[Image-grounded pointing data]
---

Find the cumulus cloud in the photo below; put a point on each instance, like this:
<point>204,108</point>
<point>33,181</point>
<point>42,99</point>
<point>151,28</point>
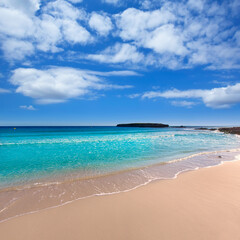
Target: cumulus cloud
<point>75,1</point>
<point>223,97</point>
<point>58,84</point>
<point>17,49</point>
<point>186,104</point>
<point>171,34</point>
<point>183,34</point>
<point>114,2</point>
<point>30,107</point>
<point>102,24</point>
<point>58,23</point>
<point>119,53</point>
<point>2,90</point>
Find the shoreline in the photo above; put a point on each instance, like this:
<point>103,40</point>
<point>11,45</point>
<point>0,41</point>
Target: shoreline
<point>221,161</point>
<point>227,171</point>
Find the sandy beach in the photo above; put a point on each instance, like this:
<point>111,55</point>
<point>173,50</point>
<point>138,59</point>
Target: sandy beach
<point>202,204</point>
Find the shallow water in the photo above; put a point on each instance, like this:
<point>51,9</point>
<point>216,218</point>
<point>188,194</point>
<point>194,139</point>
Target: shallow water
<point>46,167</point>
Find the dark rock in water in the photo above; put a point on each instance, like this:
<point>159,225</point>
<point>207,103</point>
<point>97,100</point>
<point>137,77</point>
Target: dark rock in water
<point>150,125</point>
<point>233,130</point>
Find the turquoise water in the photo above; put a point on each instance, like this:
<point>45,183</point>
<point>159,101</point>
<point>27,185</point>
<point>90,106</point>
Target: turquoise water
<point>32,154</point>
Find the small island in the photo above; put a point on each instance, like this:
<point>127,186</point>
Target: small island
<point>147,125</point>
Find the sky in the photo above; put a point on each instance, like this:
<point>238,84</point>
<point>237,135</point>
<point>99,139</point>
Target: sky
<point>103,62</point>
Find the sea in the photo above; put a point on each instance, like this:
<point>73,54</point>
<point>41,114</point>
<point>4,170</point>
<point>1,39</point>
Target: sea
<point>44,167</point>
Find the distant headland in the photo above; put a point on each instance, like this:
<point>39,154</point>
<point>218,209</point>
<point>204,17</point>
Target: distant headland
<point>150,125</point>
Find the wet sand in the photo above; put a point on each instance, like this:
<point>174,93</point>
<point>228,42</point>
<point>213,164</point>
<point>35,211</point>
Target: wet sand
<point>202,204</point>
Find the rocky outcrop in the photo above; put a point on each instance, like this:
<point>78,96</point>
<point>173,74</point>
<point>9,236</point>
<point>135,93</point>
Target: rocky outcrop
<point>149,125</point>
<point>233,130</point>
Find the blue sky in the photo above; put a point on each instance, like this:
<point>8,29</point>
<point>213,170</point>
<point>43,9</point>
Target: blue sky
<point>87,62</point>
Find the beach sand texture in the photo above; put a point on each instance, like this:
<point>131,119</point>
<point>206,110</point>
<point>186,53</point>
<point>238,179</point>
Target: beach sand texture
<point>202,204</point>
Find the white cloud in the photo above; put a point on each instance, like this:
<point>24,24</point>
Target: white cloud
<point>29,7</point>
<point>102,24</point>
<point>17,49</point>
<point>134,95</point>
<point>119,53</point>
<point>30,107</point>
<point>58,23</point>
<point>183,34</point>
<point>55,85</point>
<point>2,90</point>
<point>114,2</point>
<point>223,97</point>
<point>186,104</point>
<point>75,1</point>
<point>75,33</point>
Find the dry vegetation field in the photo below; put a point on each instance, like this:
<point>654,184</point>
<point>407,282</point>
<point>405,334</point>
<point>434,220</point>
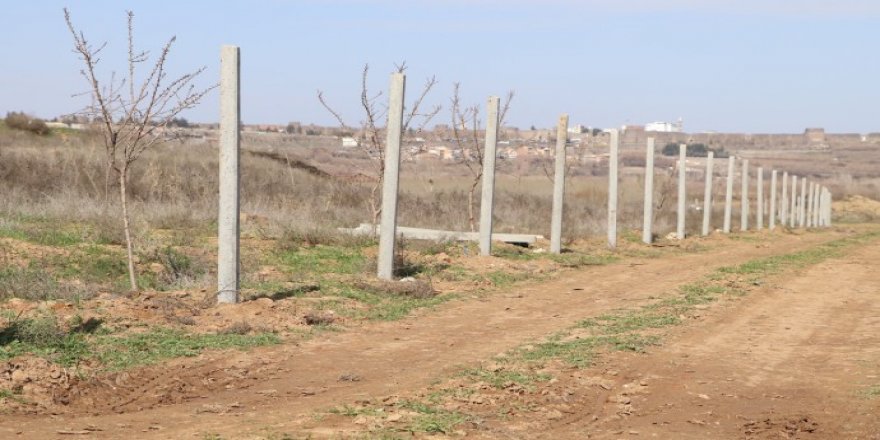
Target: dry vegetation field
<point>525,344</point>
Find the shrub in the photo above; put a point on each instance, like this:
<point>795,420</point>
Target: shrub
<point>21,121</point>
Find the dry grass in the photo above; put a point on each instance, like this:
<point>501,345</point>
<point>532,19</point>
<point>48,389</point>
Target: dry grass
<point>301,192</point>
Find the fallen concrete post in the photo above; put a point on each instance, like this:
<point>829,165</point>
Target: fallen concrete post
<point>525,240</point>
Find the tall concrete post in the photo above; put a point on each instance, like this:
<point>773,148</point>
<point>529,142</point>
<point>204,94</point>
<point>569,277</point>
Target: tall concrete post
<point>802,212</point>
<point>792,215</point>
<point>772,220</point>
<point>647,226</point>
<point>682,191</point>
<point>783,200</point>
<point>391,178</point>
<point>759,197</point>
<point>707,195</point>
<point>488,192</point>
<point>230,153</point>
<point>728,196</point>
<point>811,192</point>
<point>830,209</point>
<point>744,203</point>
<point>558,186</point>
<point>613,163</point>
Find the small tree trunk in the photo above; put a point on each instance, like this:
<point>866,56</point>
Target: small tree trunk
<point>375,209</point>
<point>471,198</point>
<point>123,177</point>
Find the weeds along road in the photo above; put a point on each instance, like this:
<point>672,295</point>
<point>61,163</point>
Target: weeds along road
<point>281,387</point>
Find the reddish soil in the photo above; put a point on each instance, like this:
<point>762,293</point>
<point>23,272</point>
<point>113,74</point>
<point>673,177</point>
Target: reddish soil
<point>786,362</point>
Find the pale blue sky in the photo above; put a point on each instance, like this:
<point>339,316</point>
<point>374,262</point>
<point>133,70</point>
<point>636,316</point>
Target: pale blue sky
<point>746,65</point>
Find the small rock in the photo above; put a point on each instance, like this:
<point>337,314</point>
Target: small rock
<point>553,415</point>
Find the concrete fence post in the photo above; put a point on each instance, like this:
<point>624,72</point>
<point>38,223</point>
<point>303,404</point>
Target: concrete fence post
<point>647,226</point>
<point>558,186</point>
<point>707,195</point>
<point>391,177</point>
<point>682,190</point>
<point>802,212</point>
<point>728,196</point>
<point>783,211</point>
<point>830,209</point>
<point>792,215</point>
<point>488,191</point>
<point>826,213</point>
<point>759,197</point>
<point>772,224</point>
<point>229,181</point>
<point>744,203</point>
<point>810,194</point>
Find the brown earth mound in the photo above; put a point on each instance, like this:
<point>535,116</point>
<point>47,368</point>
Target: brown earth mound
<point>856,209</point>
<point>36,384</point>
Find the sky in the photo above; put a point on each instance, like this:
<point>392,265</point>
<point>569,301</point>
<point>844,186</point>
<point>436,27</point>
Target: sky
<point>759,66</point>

---

Task statement :: With the images left out, set down every entry exactly.

Task solution ::
Find the cumulus cloud in the photo below; put a point on each instance, like this:
<point>204,108</point>
<point>33,181</point>
<point>42,99</point>
<point>151,28</point>
Target: cumulus cloud
<point>75,1</point>
<point>223,97</point>
<point>58,84</point>
<point>17,49</point>
<point>186,104</point>
<point>171,34</point>
<point>183,34</point>
<point>114,2</point>
<point>30,107</point>
<point>102,24</point>
<point>58,23</point>
<point>119,53</point>
<point>2,90</point>
Find the shoreline in the photo above; put a point on each instance, like this:
<point>103,40</point>
<point>11,45</point>
<point>0,41</point>
Target: shoreline
<point>221,161</point>
<point>227,171</point>
Find the sandy beach in the photo above; put a point on each instance, like this:
<point>111,55</point>
<point>173,50</point>
<point>138,59</point>
Target: sandy beach
<point>202,204</point>
Find the shallow water in the photo above; put a point on each instance, like this:
<point>51,9</point>
<point>216,218</point>
<point>188,194</point>
<point>194,139</point>
Target: shallow water
<point>46,167</point>
Find the dark rock in water in the photo above; put a point on each instance, like this:
<point>159,225</point>
<point>207,103</point>
<point>97,100</point>
<point>137,77</point>
Target: dark rock in water
<point>150,125</point>
<point>233,130</point>
Find the turquoise water in the photo above; put a point on each instance, like this:
<point>45,183</point>
<point>159,101</point>
<point>27,185</point>
<point>90,106</point>
Target: turquoise water
<point>32,154</point>
Find the small island in the photo above; put a point on each instance, like this:
<point>127,186</point>
Target: small island
<point>147,125</point>
Find the sky in the photo above; put a point on each instance, like this:
<point>238,84</point>
<point>237,135</point>
<point>99,139</point>
Target: sky
<point>103,62</point>
Find the sea in the photo above; put a point on each instance, like this:
<point>73,54</point>
<point>41,114</point>
<point>4,170</point>
<point>1,39</point>
Target: sea
<point>44,167</point>
Find the distant headland in the photo above; put a point on each instance, like this:
<point>39,154</point>
<point>218,209</point>
<point>204,17</point>
Target: distant headland
<point>150,125</point>
Find the wet sand in the photo above; put a point on each instance, like this:
<point>174,93</point>
<point>228,42</point>
<point>213,164</point>
<point>35,211</point>
Target: wet sand
<point>202,204</point>
Find the rocky outcrop in the photo above; put a point on each instance, like this:
<point>78,96</point>
<point>173,74</point>
<point>9,236</point>
<point>135,93</point>
Target: rocky outcrop
<point>149,125</point>
<point>233,130</point>
Find the blue sky in the photo above; put a point on each instance, like this:
<point>8,29</point>
<point>213,170</point>
<point>43,9</point>
Target: blue sky
<point>87,62</point>
Find the beach sand texture in the photo above; put a point on each instance, like this:
<point>131,119</point>
<point>206,110</point>
<point>186,53</point>
<point>238,179</point>
Target: beach sand texture
<point>202,204</point>
Find the white cloud in the photo above; put a point on each instance, like this:
<point>24,24</point>
Target: white cloud
<point>29,7</point>
<point>102,24</point>
<point>17,49</point>
<point>134,95</point>
<point>119,53</point>
<point>30,107</point>
<point>58,23</point>
<point>183,34</point>
<point>55,85</point>
<point>2,90</point>
<point>114,2</point>
<point>223,97</point>
<point>186,104</point>
<point>75,1</point>
<point>75,33</point>
Find the dry vegetation field in the photo below; put a point on each instance, like this:
<point>654,184</point>
<point>407,282</point>
<point>405,334</point>
<point>434,220</point>
Target: dry vegetation field
<point>525,344</point>
Find the shrub in the photo above; put a point on each instance, like this:
<point>795,420</point>
Target: shrub
<point>21,121</point>
Find the dry grass in the photo above; put a point on each instance, like this:
<point>501,345</point>
<point>532,19</point>
<point>48,389</point>
Target: dry grass
<point>301,192</point>
Find the fallen concrete post in the photo above; put a point on each instance, like this:
<point>829,165</point>
Target: fallen concrete post
<point>525,240</point>
Find the tall concrete post in the photo above; put a point on each instance, like this:
<point>773,148</point>
<point>529,142</point>
<point>204,94</point>
<point>569,277</point>
Target: tall concrete post
<point>802,212</point>
<point>792,215</point>
<point>772,220</point>
<point>647,226</point>
<point>682,191</point>
<point>783,200</point>
<point>391,178</point>
<point>759,197</point>
<point>707,195</point>
<point>488,192</point>
<point>230,153</point>
<point>728,196</point>
<point>811,192</point>
<point>830,209</point>
<point>744,203</point>
<point>558,186</point>
<point>613,163</point>
Find the small tree trunk in the photo above; put a point on each instance, like this:
<point>866,56</point>
Target: small tree trunk
<point>375,209</point>
<point>471,198</point>
<point>123,177</point>
Find the weeds along road in the photo above; put a point on each instance, like this:
<point>672,295</point>
<point>61,163</point>
Target: weeds along road
<point>281,387</point>
Find the reddish soil in the photo above; put a point on each instance, like this:
<point>762,293</point>
<point>23,272</point>
<point>113,74</point>
<point>673,177</point>
Target: reddish soil
<point>786,362</point>
Find the pale blue sky in the photo above; put a point on each instance, like this:
<point>339,316</point>
<point>374,262</point>
<point>133,70</point>
<point>636,316</point>
Target: pale blue sky
<point>746,65</point>
Find the small rock in the photo above; put a point on each instance, like this:
<point>337,314</point>
Target: small rock
<point>553,415</point>
Find the concrete fence post in the photo above; put a point on each instance, like this:
<point>624,72</point>
<point>38,223</point>
<point>303,404</point>
Target: concrete fence post
<point>647,226</point>
<point>558,186</point>
<point>707,195</point>
<point>391,177</point>
<point>682,190</point>
<point>802,212</point>
<point>728,196</point>
<point>783,211</point>
<point>830,209</point>
<point>792,215</point>
<point>488,191</point>
<point>826,213</point>
<point>759,197</point>
<point>772,224</point>
<point>229,181</point>
<point>744,203</point>
<point>810,194</point>
Find the brown earth mound in the photo above; put a point on each instance, like this:
<point>535,116</point>
<point>47,368</point>
Target: brown earth mound
<point>856,209</point>
<point>36,384</point>
Find the sky in the photo above; put a point on each instance, like this:
<point>392,265</point>
<point>569,301</point>
<point>844,186</point>
<point>436,27</point>
Target: sky
<point>759,66</point>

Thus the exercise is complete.